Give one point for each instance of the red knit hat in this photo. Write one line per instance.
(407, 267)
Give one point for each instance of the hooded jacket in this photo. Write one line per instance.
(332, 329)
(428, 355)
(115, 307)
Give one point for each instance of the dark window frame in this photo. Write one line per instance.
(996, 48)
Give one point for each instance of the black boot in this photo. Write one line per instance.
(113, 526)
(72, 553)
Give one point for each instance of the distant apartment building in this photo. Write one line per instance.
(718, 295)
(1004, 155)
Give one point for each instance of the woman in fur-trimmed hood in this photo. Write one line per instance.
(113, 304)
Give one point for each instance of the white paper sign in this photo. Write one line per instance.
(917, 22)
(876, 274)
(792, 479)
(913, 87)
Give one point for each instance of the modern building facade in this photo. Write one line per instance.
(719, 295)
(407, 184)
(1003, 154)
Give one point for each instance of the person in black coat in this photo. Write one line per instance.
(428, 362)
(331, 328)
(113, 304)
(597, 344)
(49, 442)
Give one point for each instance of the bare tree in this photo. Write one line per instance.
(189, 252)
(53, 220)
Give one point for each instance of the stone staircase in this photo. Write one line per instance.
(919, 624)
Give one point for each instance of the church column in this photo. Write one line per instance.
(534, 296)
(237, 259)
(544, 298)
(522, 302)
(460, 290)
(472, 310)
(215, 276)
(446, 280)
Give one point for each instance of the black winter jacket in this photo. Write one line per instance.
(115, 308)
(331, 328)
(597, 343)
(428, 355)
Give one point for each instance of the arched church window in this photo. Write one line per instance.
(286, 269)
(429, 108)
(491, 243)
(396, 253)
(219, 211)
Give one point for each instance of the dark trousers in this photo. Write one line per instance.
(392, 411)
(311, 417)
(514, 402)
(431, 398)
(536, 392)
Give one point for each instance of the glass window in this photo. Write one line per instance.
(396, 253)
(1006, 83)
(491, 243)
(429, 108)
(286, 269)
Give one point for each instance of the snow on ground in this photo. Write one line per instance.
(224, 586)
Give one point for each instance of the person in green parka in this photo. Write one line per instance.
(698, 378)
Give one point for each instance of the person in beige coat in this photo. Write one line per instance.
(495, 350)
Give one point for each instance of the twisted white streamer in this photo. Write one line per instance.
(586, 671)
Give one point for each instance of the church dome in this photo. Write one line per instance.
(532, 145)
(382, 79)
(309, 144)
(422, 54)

******************************

EXERCISE: A complete and exact repetition of the entries is required.

EXERCISE SOLUTION:
Give one point for each instance of the red knit hat in this photo. Write one line per instance.
(407, 267)
Give one point for each instance of the hooded jacket in this photo. Write one line per instance.
(332, 329)
(428, 355)
(115, 307)
Give one point for each instance of the dark window frame in this photo. Write one line per instance.
(996, 48)
Give one point for each instance of the black boot in this photo. Write one line per instance.
(113, 526)
(72, 553)
Give one point for each instance of the distant apartment building in this photo. Write one line per instance.
(718, 295)
(1004, 155)
Give one point for each instance of the woman in fur-trimmed hood in this photo. Write one line per instance.
(113, 304)
Give one point for each instance of the white paper sign in this photo. Write one line per instance.
(917, 22)
(876, 274)
(792, 479)
(913, 87)
Give one point for each instance of the modern building facade in this photo. Write one line per instance.
(719, 295)
(407, 184)
(1003, 154)
Give one point for each instance of the person in black coat in this photo. Write one line per instance.
(428, 362)
(331, 328)
(113, 304)
(597, 344)
(49, 442)
Give one point for each instance of the bare tree in this photo. Write one line per instance.
(189, 252)
(53, 220)
Give one point for each instance of the stone staircase in this photo. Write one line per instance.
(919, 624)
Give one point for each instance of the church column in this photo. Write one line per instance.
(534, 296)
(237, 259)
(544, 298)
(522, 302)
(460, 290)
(472, 310)
(215, 276)
(446, 280)
Give one point for each instance of the black winter jacket in this photo. Write one line per instance.
(115, 308)
(331, 328)
(597, 343)
(428, 355)
Give one point for each instance of the arched church window in this photo. Write one line per instance.
(286, 269)
(429, 108)
(491, 243)
(396, 253)
(219, 211)
Give one point for each instance of the dark trousers in this photo. Write one line per instance.
(392, 411)
(311, 417)
(514, 402)
(431, 398)
(536, 392)
Give one point for each instance of the glass window in this photo. Write one line per instance.
(396, 253)
(1006, 83)
(491, 243)
(429, 108)
(286, 269)
Give one point for each instance of the snow on ground in this photo. Write one line per instance.
(224, 586)
Give one point for each instance of the person in green parka in this photo. Write one line per instance.
(698, 378)
Give one point for each instance of the person in beige coat in this photo. Write one line per instance.
(495, 350)
Give one point for each instance of the twisted white streamer in this photo. Write one line per instance.
(586, 671)
Give one point for each instance of the church dome in this photo. Write one line per instance.
(532, 145)
(382, 79)
(309, 144)
(422, 54)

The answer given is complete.